* _TASK GOAL_
Copy every one of the records below word for word, changing nothing.

## BEGIN EXERCISE DATA

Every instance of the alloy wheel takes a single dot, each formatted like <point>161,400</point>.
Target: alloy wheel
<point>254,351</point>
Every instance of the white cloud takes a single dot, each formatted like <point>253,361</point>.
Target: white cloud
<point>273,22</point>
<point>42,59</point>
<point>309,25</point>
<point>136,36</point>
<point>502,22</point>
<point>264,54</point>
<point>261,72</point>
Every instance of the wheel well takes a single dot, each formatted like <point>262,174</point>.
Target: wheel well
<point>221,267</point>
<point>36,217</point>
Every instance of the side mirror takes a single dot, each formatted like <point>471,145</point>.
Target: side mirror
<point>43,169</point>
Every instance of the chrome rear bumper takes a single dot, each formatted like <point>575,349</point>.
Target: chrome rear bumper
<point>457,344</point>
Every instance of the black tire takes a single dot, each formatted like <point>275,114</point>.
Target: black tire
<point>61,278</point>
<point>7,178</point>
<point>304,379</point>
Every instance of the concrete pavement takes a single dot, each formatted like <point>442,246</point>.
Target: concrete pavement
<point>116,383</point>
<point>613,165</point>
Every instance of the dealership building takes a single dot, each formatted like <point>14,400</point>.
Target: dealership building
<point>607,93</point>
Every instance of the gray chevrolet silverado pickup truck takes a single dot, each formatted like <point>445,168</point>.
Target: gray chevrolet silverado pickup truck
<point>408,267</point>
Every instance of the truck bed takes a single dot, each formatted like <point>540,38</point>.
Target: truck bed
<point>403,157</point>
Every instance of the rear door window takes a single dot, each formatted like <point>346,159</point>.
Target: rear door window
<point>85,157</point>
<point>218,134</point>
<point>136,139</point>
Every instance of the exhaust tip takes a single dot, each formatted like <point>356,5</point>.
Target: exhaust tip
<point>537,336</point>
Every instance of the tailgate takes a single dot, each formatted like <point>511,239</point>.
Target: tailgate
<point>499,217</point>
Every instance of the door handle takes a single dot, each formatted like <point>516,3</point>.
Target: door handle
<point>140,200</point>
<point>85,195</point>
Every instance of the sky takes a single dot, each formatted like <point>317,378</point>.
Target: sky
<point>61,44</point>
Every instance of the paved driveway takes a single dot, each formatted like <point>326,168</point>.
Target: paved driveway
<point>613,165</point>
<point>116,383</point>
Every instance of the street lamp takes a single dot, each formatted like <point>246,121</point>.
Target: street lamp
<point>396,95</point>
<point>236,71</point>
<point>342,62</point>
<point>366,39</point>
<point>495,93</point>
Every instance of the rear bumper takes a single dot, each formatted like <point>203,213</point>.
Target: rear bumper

## END EXERCISE DATA

* _THE REPLY_
Every instance of the alloy wheel takes a single dot, each formatted like <point>161,400</point>.
Target: alloy wheel
<point>254,351</point>
Every instance of the white cloud takes a single dot, each formatted like <point>253,361</point>.
Target: white cloud
<point>273,22</point>
<point>42,59</point>
<point>309,25</point>
<point>136,36</point>
<point>502,22</point>
<point>264,54</point>
<point>261,72</point>
Every instance of the wheel well takes a single dot, each formatted like <point>262,174</point>.
Target: wheel well
<point>221,267</point>
<point>36,217</point>
Every instance of the side mirror takes a single dot, each formatted like <point>471,145</point>.
Target: side mirror
<point>43,169</point>
Every instance of the chrome rear bumper takes a single dot, each formatted like <point>575,349</point>.
Target: chrome rear bumper
<point>457,344</point>
Every instance of the black tire takes a single dot, each formatted like <point>275,114</point>.
Target: black tire
<point>61,278</point>
<point>7,178</point>
<point>304,379</point>
Every instance of the concrete pavement takes a single dot, each formatted like <point>442,246</point>.
Target: concrete pavement
<point>116,383</point>
<point>613,165</point>
Every instance of the dealership building takes a single dot, each formatted like <point>14,400</point>.
Target: dealership building
<point>607,93</point>
Every instance of the gray chevrolet silverado pickup truck takes a single dot, each formatted like <point>445,168</point>.
Target: gray chevrolet silverado pickup truck
<point>408,267</point>
Every instance of the truck bed takes a single dot, each formatted like <point>540,38</point>.
Target: truck bed
<point>403,157</point>
Every instance of the rear door window takes a single dot, each formatted like <point>346,159</point>.
Target: rear door window
<point>85,157</point>
<point>218,134</point>
<point>136,139</point>
Every instance of the exhaust tip takes a single dot, each formatted like <point>356,5</point>.
Target: exhaust tip
<point>537,336</point>
Every instance of the tailgate takes a single dot, each formatted like <point>511,239</point>.
Target: tailgate
<point>499,217</point>
Every instance of the door handle takes a single dot, each formatted like <point>516,3</point>.
Target: door handle
<point>140,200</point>
<point>85,195</point>
Every instance of the sky takes a single dot, each formatted like <point>317,378</point>.
Target: sky
<point>61,44</point>
Every instance of the paved driveway takes a single dot, each formatted like <point>326,168</point>.
Target: paved driveway
<point>613,165</point>
<point>116,383</point>
Every instance of the street lamp takes a single dot, each formatted like <point>246,121</point>.
Target: street lamp
<point>396,95</point>
<point>236,71</point>
<point>342,62</point>
<point>366,39</point>
<point>495,93</point>
Every instance of the rear bumper takes a single dot, each formatted like <point>203,213</point>.
Target: rear bumper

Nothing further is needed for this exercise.